■ **Tasks to carry out**:
- A) Reproduce the forum passage on grandmothers' sayings between "Heh. That reminds" and "with her life.", inclusive.
- B) Write what comes next in the forum passage on grandmothers' sayings, picking up after its final line.

■ **Provided passage**:
· · · ·
My grandmother would say she 'made enough for threshers', a reference to the days when wheat harvesting was done by intinerant crews, ans few farmers could afford the machinery themselves.

Eddie Coyle


         My grandmother often said my many of my cousins were "as sharp as a bowling ball". I still use that today.

   

Sardondi

Quote from: UFO Fill on August 10, 2013, 03:56:17 AMMy grandmother always said "Fabulous" instead of bullshit.  She also taught me that damnyankee is one word.
Heh. That reminds me of the Charm School joke I first heard in the 60's, something about competitive girlfriends who didn't see each other for many years, and when they finally did, one continuously bragged to the other about increasingly unlikely social and intellectual triumphs of her family, to which the other said only "Faaaan-tastic!", to each success. When the braggart finally tired of blowing her own trumpet she asked her girlfriend what she had done with her life.
"Well, I went to Charm School."
"Really? What did you learn there?"
· · · ·
Excerpts of bounding box data:
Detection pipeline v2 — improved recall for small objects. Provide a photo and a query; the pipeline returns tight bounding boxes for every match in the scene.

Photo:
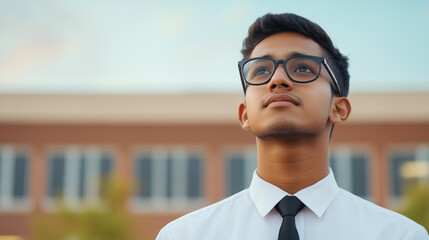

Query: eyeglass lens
[243,57,320,84]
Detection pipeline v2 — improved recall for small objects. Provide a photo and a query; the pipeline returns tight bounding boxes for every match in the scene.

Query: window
[329,146,370,199]
[226,147,257,196]
[134,147,204,210]
[47,147,113,207]
[0,145,29,210]
[389,145,429,201]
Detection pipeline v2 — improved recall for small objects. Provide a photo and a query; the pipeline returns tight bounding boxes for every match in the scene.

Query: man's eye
[255,68,270,76]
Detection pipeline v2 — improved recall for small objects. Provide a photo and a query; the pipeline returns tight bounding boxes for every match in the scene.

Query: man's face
[239,32,333,138]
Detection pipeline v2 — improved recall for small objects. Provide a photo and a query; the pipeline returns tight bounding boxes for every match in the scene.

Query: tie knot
[275,196,304,217]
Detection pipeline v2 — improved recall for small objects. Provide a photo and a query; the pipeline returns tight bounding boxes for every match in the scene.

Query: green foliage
[34,178,142,240]
[398,182,429,231]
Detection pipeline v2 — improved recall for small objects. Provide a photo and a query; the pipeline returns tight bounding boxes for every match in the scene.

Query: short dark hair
[241,13,350,97]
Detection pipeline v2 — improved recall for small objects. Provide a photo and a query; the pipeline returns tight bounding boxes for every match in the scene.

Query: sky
[0,0,429,94]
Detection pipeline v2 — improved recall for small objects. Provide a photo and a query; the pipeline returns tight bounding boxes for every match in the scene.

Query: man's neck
[257,137,329,194]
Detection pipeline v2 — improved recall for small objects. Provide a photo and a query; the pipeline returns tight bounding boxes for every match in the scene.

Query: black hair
[241,13,350,97]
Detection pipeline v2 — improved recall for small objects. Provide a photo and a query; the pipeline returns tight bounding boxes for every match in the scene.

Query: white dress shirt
[156,170,429,240]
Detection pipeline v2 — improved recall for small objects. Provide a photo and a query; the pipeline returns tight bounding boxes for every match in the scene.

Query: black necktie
[275,196,304,240]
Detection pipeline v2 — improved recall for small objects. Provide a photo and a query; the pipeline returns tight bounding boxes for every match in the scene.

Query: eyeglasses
[238,55,341,96]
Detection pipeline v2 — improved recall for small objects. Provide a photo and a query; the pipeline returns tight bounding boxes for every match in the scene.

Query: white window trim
[44,145,113,211]
[129,146,204,213]
[329,145,371,200]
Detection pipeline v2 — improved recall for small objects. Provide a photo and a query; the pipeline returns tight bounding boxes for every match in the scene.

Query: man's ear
[329,97,352,123]
[238,102,250,130]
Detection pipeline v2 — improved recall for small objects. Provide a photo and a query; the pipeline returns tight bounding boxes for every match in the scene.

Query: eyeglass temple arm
[323,59,342,97]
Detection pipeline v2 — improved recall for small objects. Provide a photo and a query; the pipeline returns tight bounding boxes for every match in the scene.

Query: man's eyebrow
[262,52,308,59]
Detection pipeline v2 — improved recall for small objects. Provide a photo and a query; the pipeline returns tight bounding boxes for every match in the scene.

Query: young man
[157,14,429,240]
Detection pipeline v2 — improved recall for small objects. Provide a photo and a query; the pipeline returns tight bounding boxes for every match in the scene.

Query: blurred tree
[34,180,144,240]
[398,181,429,232]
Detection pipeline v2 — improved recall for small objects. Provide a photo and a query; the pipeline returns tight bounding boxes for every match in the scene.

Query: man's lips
[264,93,299,107]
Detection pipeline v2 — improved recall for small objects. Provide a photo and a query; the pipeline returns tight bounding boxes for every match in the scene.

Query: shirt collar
[249,169,338,218]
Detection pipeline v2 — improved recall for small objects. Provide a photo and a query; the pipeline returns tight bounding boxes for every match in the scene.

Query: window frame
[129,145,206,212]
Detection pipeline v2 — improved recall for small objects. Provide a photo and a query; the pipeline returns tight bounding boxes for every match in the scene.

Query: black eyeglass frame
[238,55,342,97]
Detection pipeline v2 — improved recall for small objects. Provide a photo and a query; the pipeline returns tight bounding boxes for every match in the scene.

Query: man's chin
[255,124,323,141]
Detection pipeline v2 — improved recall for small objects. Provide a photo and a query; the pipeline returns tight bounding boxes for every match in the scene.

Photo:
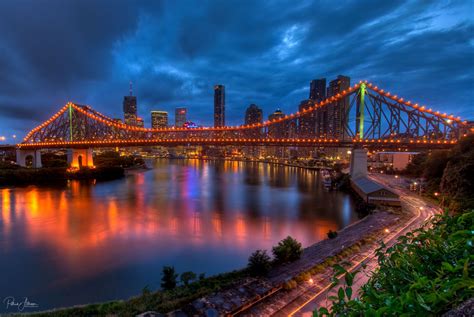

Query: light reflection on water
[0,160,357,311]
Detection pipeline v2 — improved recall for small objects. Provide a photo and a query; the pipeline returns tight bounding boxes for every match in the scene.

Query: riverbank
[0,166,125,186]
[165,157,332,171]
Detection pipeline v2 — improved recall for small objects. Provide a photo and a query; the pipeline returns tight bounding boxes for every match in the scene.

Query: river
[0,159,358,312]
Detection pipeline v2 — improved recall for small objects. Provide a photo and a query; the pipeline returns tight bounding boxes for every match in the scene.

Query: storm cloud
[0,0,474,141]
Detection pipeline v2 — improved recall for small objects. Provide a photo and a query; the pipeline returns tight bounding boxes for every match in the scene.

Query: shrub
[272,236,303,263]
[180,271,196,286]
[161,266,178,290]
[314,211,474,316]
[327,230,337,239]
[247,250,272,276]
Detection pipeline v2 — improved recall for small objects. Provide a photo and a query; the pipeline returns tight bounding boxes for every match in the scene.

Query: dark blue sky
[0,0,474,141]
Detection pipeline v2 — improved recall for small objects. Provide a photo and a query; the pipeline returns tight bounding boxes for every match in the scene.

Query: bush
[272,236,303,263]
[161,266,178,290]
[247,250,272,276]
[314,211,474,316]
[327,230,337,239]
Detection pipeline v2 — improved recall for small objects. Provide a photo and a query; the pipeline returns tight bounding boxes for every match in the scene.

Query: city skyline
[0,1,473,136]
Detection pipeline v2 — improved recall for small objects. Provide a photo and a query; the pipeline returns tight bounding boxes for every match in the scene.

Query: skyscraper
[327,75,351,140]
[174,107,188,128]
[268,109,288,139]
[123,82,137,125]
[245,104,263,124]
[214,85,225,127]
[151,110,168,129]
[309,78,326,102]
[267,109,289,158]
[123,96,137,125]
[298,99,316,138]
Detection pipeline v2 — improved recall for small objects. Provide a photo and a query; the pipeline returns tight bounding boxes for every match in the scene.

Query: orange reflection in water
[0,168,348,284]
[1,189,11,231]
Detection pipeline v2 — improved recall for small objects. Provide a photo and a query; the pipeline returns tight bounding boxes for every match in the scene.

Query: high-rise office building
[244,104,263,157]
[326,75,351,140]
[214,85,225,127]
[136,117,145,128]
[298,99,316,138]
[309,78,326,102]
[151,110,168,129]
[268,109,288,139]
[174,107,188,128]
[123,82,137,125]
[267,109,289,158]
[245,104,263,124]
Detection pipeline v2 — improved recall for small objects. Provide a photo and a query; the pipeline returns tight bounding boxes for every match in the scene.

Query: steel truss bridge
[17,81,467,150]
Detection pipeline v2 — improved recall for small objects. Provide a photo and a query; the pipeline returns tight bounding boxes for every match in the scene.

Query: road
[282,174,441,316]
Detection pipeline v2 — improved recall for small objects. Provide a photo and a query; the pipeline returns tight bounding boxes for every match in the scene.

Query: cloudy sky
[0,0,474,137]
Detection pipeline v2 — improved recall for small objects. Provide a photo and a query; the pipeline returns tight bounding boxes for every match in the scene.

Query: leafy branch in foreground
[313,211,474,316]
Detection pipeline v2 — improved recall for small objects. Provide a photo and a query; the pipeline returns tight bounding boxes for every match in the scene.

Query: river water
[0,160,358,312]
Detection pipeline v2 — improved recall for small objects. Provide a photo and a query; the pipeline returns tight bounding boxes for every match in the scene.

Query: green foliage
[404,135,474,212]
[180,271,196,286]
[314,211,474,316]
[327,230,337,239]
[272,236,303,263]
[403,152,428,177]
[247,250,272,276]
[161,266,178,290]
[94,151,145,168]
[440,135,474,211]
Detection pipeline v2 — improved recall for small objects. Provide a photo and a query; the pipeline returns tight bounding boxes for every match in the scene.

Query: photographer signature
[3,296,39,311]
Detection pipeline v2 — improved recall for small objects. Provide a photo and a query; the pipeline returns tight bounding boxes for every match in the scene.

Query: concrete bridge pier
[16,149,42,168]
[67,148,94,168]
[350,149,367,179]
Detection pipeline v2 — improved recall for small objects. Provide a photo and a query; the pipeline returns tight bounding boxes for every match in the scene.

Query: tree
[272,236,303,263]
[247,250,272,276]
[161,266,178,290]
[181,271,196,286]
[440,135,474,212]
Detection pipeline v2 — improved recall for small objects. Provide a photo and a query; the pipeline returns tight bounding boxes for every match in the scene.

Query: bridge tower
[350,83,367,179]
[67,148,94,168]
[16,149,42,168]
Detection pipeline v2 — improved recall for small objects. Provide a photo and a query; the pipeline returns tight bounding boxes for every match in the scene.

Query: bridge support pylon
[16,149,42,168]
[67,148,94,168]
[350,149,367,179]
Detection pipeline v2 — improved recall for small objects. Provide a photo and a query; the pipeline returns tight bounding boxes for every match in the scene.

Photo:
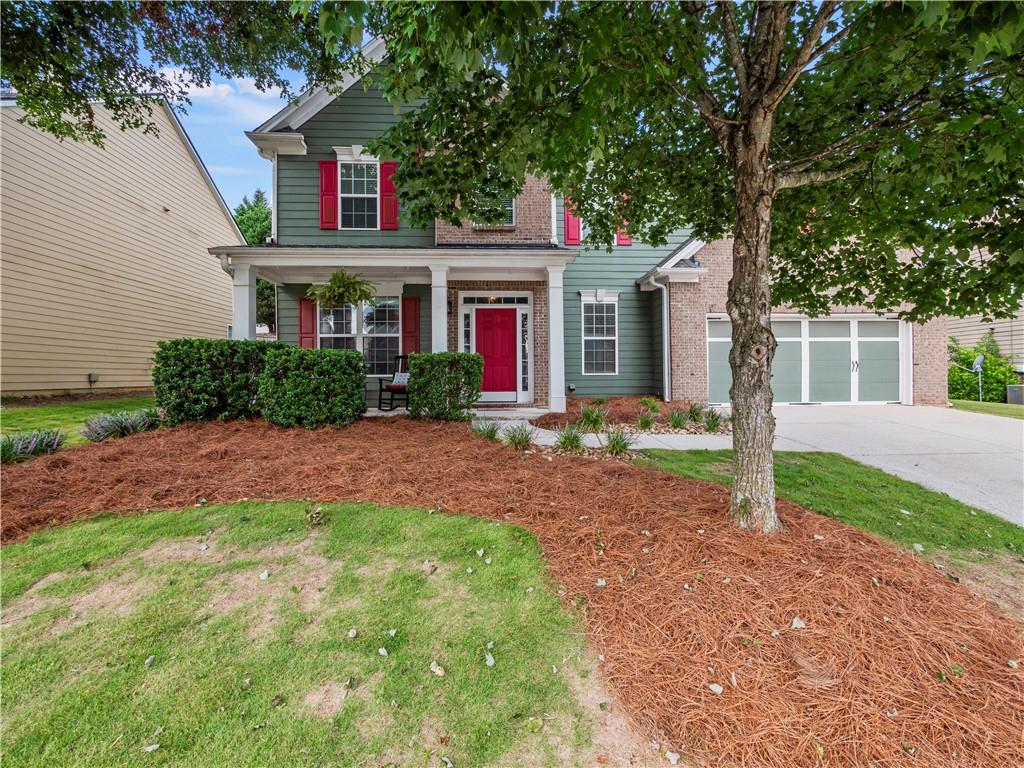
· · · ·
■ **Outputs for the tasks**:
- A)
Heh. That reminds me of the Charm School joke I first heard in the 60's, something about competitive girlfriends who didn't see each other for many years, and when they finally did, one continuously bragged to the other about increasingly unlikely social and intellectual triumphs of her family, to which the other said only "Faaaan-tastic!", to each success. When the braggart finally tired of blowing her own trumpet she asked her girlfriend what she had done with her life.

- B)
"How to say 'Faaaan-tastic!" instead of 'Bulllll-shit!' "

eddie dean

I use to work with a older guy who would always say,

" I gotta go see a man about a horse"

It was his way of telling us he was going to the bathroom to drop a deuce.
I don't know why he felt he had to announce this to everyone,
I guess it was the polite thing to do!


Quote from: Paper*Boy on August 11, 2013, 12:27:34 AM
He's got a head on him like a burnt match
When my Grandfather (we call him Pa), would encounter a particularly dim individual, he'd remark "That fellow is as stunned as a bag of hammers."

I fondly remember sitting by him in his den, learning about opera as he watched it on PBS, on a tiny black and white TV with an old fashioned antenna.  He would have a cigar going, sitting in one of those big pedestal ash trays like you would see in pool halls - the kind with snooker tables.  The only first generation Italians he had ever met were on the battle fields of Europe, fighting for the wrong side, yet he was able to explain a Verdi opera as if he had been born there.


Tinfoil Hat

"It makes the folks as good as the people." (another way of saying "what's good for the goose is good for the gander")

I think this has Pennsylvania Dutch roots. It sounds like it's from a time when folk meant the farmers and people meant city dwellers.

My gramps-  'So the poor cow, he died.'  To end a conversation.
My stepgram's favourite- 'tables are for glasses and not for little asses' no matter what age or how big the bum. :)

"There's a tool for that"
"When you are an anvil, bear. When you are a hammer, strike"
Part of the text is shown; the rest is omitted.